■ Exercise aim
Below are records; reproduce exactly the lines from the one containing "If you could mark the ant in" through the end, both included, and only those.

[Saved data entries]
....
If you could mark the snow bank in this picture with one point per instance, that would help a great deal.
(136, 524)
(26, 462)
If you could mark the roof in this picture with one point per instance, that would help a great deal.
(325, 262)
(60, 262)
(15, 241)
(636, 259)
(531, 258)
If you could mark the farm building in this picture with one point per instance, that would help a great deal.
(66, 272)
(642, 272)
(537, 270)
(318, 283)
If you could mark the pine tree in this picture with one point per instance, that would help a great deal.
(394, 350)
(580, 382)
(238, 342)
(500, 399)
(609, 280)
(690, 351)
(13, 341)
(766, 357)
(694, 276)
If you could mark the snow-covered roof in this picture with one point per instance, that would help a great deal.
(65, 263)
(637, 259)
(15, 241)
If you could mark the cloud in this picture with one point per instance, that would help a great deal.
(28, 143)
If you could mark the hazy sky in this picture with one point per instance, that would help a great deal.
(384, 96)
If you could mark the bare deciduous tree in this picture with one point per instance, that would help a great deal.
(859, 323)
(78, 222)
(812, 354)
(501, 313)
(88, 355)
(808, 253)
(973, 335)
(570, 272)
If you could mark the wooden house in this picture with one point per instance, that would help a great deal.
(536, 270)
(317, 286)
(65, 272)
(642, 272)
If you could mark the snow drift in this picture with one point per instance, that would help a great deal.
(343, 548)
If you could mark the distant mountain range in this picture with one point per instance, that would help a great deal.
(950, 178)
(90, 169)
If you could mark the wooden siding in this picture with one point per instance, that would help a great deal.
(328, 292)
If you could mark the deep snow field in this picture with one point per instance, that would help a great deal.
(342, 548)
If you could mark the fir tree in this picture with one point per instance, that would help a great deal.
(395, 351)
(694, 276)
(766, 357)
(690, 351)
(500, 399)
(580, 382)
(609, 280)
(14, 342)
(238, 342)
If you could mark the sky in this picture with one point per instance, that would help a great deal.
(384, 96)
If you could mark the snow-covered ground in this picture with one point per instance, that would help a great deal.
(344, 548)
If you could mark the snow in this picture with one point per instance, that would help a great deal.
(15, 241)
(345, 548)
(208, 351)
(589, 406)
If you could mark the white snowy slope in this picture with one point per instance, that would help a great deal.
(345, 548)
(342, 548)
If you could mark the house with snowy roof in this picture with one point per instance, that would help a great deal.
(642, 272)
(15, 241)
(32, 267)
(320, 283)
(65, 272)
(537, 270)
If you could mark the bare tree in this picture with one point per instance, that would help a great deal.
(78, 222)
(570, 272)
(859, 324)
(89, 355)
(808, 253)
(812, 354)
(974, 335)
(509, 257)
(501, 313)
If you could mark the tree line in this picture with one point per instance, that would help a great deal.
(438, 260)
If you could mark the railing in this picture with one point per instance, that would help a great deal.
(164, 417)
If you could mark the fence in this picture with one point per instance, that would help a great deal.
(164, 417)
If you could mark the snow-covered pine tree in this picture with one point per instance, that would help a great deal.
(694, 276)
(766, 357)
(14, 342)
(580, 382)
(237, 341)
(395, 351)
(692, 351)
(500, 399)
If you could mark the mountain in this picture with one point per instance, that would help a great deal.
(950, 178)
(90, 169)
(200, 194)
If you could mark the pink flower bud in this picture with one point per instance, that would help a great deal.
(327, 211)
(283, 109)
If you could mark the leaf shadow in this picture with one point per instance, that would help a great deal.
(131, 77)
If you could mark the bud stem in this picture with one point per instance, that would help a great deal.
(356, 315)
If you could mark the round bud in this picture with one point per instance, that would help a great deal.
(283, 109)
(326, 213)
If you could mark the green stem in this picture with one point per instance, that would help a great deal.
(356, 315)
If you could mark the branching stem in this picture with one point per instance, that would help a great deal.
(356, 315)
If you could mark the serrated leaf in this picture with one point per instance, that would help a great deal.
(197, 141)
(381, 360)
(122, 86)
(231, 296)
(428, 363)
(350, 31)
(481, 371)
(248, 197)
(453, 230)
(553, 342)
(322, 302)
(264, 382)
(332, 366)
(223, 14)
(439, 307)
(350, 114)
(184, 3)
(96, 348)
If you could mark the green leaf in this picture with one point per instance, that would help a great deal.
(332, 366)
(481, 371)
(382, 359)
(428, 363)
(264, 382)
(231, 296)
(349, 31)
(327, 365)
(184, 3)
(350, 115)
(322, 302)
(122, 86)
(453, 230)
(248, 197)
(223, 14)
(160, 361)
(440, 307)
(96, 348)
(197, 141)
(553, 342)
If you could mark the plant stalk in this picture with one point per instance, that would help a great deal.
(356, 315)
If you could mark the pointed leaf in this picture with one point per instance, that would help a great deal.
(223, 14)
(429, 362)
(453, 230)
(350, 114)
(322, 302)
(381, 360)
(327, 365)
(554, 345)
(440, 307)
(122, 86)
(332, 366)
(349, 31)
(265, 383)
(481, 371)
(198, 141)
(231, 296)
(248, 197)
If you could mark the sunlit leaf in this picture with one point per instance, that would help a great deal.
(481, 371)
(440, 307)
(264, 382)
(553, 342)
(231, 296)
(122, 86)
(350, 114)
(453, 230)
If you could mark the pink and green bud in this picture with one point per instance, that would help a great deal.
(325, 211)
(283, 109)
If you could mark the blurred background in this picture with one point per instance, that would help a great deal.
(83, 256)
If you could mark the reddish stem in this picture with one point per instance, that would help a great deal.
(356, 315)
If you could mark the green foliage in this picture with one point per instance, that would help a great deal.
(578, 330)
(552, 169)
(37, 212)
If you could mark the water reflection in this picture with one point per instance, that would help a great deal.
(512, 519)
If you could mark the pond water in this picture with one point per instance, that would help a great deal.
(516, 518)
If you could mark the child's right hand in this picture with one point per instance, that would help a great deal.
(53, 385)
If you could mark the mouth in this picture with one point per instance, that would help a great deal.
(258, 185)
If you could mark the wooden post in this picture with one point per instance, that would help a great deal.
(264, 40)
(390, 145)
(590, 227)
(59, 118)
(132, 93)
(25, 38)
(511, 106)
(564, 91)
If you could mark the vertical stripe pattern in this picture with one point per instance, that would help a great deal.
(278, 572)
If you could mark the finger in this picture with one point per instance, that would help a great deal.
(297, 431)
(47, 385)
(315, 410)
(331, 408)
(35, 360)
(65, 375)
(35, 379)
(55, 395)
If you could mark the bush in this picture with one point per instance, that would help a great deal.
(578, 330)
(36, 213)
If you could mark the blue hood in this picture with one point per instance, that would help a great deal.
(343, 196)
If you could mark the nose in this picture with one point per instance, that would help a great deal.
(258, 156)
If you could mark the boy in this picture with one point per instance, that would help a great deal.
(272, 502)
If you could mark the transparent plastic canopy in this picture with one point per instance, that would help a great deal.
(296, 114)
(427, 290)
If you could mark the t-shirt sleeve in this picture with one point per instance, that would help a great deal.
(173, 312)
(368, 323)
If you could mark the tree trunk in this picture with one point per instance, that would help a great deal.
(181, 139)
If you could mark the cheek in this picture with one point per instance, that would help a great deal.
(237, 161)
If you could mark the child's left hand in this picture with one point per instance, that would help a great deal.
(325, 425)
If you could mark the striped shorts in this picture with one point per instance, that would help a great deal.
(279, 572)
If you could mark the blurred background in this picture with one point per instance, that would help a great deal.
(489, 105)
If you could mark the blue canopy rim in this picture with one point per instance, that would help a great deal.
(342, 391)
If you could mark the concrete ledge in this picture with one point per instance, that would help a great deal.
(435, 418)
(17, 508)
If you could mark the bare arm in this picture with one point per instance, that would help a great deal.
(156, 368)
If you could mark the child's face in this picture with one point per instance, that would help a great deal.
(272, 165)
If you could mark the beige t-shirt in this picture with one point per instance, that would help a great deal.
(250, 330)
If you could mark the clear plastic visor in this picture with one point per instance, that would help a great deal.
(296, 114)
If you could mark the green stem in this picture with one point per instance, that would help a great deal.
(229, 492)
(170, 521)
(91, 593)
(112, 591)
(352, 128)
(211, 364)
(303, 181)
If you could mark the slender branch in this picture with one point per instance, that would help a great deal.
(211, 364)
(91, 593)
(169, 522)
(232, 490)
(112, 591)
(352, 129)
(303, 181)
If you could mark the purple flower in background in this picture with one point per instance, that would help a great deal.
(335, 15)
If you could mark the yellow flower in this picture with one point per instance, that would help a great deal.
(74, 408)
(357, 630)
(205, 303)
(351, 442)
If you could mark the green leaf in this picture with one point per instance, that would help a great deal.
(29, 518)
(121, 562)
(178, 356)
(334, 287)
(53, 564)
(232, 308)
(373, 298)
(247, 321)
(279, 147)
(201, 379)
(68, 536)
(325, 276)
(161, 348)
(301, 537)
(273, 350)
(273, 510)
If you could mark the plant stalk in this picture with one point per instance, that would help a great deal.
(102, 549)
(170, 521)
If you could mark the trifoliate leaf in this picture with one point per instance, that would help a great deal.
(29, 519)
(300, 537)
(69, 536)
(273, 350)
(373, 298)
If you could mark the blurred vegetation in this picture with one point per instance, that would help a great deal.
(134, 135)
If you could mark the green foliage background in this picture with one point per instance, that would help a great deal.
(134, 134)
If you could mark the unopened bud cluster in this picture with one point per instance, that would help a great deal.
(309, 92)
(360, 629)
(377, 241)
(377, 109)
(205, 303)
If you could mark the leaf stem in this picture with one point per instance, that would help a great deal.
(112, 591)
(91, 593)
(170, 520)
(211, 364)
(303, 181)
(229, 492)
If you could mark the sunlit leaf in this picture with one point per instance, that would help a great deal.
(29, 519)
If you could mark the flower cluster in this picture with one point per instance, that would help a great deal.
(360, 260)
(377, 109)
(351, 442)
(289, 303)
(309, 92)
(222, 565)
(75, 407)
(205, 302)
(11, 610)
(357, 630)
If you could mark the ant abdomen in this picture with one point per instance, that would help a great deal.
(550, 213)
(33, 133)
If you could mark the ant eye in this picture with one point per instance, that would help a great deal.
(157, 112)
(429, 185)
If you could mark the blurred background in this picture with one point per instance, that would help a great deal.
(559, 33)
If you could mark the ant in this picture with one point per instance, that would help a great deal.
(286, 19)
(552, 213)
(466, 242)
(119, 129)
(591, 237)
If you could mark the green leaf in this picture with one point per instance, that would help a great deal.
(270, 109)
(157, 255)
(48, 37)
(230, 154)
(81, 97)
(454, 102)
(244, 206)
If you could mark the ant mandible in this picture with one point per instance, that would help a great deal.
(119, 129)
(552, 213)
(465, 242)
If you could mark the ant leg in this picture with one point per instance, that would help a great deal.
....
■ Correct response
If you could mark the ant in this picture with one point per instance, that would help a great deal.
(286, 19)
(552, 213)
(466, 242)
(119, 129)
(591, 237)
If you could mark the green leaf in this picture with one point per instance, that would help a great deal.
(270, 109)
(157, 255)
(48, 37)
(230, 154)
(81, 97)
(454, 102)
(244, 206)
If you could mark the ant mandible in this picture with one point per instance, that would help a great deal.
(119, 129)
(552, 213)
(465, 242)
If you could mark the ant leg in this picture with one point per instance, that would help a great deal.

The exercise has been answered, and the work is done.